TÂCHE DEMANDÉE =>
Reprenez l'entretien sur la formation professionnelle face à la transition numérique juste après sa dernière phrase.

EXTRAIT À LIRE =>
La numérisation transforme le monde du travail. Comment la formation professionnelle gère-t-elle ces changements ? Cette question est abordée dans la lettre sur la formation professionnelle publiée par le canton de Berne – et ce, en prenant également pour exemple la formation des employé-e-s de commerce.

Dans une interview, Roland Hohl (CSBFC) et Sven Sievi (formation des gestionnaires du commerce de détail, Suisse) se sont posé la question de savoir quels seraient les effets de la transition numérique sur leurs champs professionnels, ce que cela signifie au niveau de l’acquisition des compétences des personnes en formation et comment les projets de réforme « Employé-e-s de commerce 2022 » et « vente 2022+ » vont répondre à ces défis. Ils présentent également les conséquences des réformes sur les trois lieux de formation. Il en ressort que les deux projets de réforme présentent de nombreux points communs et qu’ils poursuivent en grande partie des objectifs généraux identiques.

« Nous ne savons pas exactement à quoi ressembleront nos secteurs dans vingt ans. » Roland Hohl est le président de la Conférence suisse des branches de formation et d’examens commerciales (CSBFC).
« Au final, nos réformes sont plutôt une évolution qu’une révolution. » Sven Sievi est le directeur de Formation du Commerce de Détail Suisse (FCS).

Menée par Rolf Marti, cette interview a été publiée dans la Lettre sur la formation professionnelle.

Tournant numérique
« Nous devons préparer les apprentis et apprenties à gérer les changements »

La transition numérique change le monde du travail et donc la formation professionnelle, ce qui pose des défis pour deux des trois apprentissages les plus prisés : employé-e de commerce et gestionnaire du commerce de détail. De quoi est fait leur avenir ? Les représentants des organismes responsables de ces deux professions, Roland Hohl* (employé-e de commerce) et Sven Sievi (gestionnaire du commerce de détail), se sont confiés à la Lettre sur la formation professionnelle.


Commençons par la question cruciale : y aura-t-il encore des employés et employées de commerce et des gestionnaires du commerce de détail dans vingt ans ?

Sven Sievi : oui, mais le métier sera différent. Le commerce de proximité et le commerce en ligne croissent en parallèle. Ainsi, les futurs gestionnaires du commerce de détail devront maîtriser les deux domaines et pouvoir interagir avec la clientèle sur tous les canaux.

Roland Hohl : il existera aussi toujours des employés et employées de commerce, mais moins dans l’administration et plus dans la gestion des interfaces. Les employés et employées de commerce de demain feront face à des formes de travail et d’organisation souples, interagiront dans un environnement de travail interconnecté et travailleront avec les nouvelles technologies.


La transition numérique met vos secteurs professionnels en péril : pensons par exemple aux guichets virtuels, aux processus de commande automatisés, aux achats en ligne et au selfscanning. Sincèrement, il reste de moins en moins de travail pour les employés et employées de commerce et pour les gestionnaires du commerce de détail.

DONNÉES =>

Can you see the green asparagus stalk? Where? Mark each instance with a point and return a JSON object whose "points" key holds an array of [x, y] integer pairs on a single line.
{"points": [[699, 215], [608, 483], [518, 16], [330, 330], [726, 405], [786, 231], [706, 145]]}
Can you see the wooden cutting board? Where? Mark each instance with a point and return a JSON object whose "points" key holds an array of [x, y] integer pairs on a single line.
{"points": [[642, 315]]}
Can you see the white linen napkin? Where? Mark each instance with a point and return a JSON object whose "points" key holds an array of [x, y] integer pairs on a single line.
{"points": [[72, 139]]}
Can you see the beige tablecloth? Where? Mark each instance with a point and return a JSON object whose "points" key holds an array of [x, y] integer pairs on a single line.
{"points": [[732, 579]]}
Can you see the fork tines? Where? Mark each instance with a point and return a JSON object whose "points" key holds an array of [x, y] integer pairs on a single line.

---

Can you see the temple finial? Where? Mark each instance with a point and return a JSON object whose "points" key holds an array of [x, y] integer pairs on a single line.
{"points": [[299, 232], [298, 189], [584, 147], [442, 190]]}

RÉSULTAT ATTENDU =>
Sven Sievi : notre analyse du secteur professionnel montre que ce sont principalement les champs d’activité qui vont changer ; le numérique et l’orientation client gagneront en importance. Les gens vont davantage sur Internet, mais recherchent en parallèle une expérience de vente dans les commerces traditionnels. Le shopping doit procurer du plaisir. Les futurs gestionnaires du commerce de détail auront donc pour mission de créer des expériences d’achat dans les commerces traditionnels.

Roland Hohl : notre analyse du secteur professionnel montre aussi que les employés et employées de commerce ne manqueront pas de travail. Les tâches routinières vont disparaître en raison de la transition numérique, mais elles seront remplacées par des tâches communicationnelles et organisationnelles. De manière générale, on peut dire que les exigences en termes de niveau de formation et d’expérience professionnelle augmentent, en parallèle à d’autres grandes tendances.


Qu’est-ce que cela signifie pour la formation professionnelle ?

Roland Hohl : nous ne savons pas exactement à quoi ressembleront nos secteurs dans vingt ans. C’est pourquoi nous devons en premier lieu préparer les apprentis et apprenties à gérer les changements et à apprendre tout au long de leur vie.

Sven Sievi : nous devons leur transmettre les capacités nécessaires pour mettre à profit leurs expériences pratiques dans de nouvelles situations de travail et pour acquérir seuls de nouvelles compétences. Pour ce faire, nous leur transmettons des compétences opérationnelles axées sur l’avenir.


Qu’entend-on par « compétences opérationnelles axées sur l’avenir » ?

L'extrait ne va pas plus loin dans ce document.